→ **Region pointing data**
######
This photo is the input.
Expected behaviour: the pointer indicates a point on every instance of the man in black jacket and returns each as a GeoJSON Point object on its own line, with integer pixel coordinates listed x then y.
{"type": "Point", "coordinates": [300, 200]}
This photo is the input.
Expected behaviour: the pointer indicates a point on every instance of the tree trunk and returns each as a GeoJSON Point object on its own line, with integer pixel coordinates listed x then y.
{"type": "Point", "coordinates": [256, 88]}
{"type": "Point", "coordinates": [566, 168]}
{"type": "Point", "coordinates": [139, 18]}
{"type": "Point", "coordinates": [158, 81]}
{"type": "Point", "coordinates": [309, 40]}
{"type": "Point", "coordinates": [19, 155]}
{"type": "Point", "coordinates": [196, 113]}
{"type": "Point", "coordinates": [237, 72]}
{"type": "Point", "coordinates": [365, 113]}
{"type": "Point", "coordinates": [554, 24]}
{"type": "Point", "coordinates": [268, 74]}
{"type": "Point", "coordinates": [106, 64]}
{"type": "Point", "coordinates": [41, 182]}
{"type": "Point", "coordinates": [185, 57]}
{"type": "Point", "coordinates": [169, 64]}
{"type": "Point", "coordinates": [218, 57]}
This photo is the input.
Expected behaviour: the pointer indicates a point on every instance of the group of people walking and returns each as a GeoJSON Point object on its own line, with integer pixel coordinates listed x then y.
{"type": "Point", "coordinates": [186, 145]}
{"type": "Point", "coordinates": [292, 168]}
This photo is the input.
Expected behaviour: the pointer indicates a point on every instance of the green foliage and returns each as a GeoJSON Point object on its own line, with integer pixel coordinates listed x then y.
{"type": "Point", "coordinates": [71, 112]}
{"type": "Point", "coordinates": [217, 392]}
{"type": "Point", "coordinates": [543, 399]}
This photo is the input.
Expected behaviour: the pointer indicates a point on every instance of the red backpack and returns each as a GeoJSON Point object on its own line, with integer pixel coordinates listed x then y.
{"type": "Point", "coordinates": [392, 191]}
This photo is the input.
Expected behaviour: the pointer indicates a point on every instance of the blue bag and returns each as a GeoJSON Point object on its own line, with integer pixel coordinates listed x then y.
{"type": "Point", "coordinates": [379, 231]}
######
All the data above must be copied again. Leave nothing out.

This photo is the input.
Expected behaviour: the pointer indicates a point on every instance of the man in black jacket and returns each as a GeoJSON Point object on its own line, with integer pixel coordinates listed x then y.
{"type": "Point", "coordinates": [300, 200]}
This photo is the input.
Expected behaviour: the pointer indicates a point on every instance of the tree trunk and returns each as a GeoJSON Point object on its own line, with integer pixel coordinates listed x then y.
{"type": "Point", "coordinates": [256, 88]}
{"type": "Point", "coordinates": [566, 168]}
{"type": "Point", "coordinates": [139, 18]}
{"type": "Point", "coordinates": [158, 81]}
{"type": "Point", "coordinates": [309, 40]}
{"type": "Point", "coordinates": [19, 155]}
{"type": "Point", "coordinates": [196, 113]}
{"type": "Point", "coordinates": [237, 72]}
{"type": "Point", "coordinates": [365, 113]}
{"type": "Point", "coordinates": [554, 24]}
{"type": "Point", "coordinates": [268, 74]}
{"type": "Point", "coordinates": [106, 64]}
{"type": "Point", "coordinates": [41, 182]}
{"type": "Point", "coordinates": [185, 57]}
{"type": "Point", "coordinates": [169, 64]}
{"type": "Point", "coordinates": [218, 57]}
This photo is the input.
Expected behaviour: the pointer indicates a point on every instance of the group of people walking and returns each as a GeoJSON Point object on its own line, with integer pixel coordinates listed x then y.
{"type": "Point", "coordinates": [186, 145]}
{"type": "Point", "coordinates": [292, 168]}
This photo is the input.
Expected behaviour: the pointer indicates a point on every instance of the green foliage and returns each as a GeoJSON Point object on its own line, with integer pixel coordinates listed x then y.
{"type": "Point", "coordinates": [71, 112]}
{"type": "Point", "coordinates": [217, 392]}
{"type": "Point", "coordinates": [543, 399]}
This photo is the input.
Expected behaviour: the pointer indicates a point on every instance of the red backpack and returns each as a GeoJSON Point object on its own line, with integer pixel coordinates listed x then y.
{"type": "Point", "coordinates": [392, 191]}
This photo is the input.
Expected behaviour: the pointer indicates a point on every instance of the blue bag and returns each as a GeoJSON Point object on its own line, with integer pixel coordinates listed x then y.
{"type": "Point", "coordinates": [379, 231]}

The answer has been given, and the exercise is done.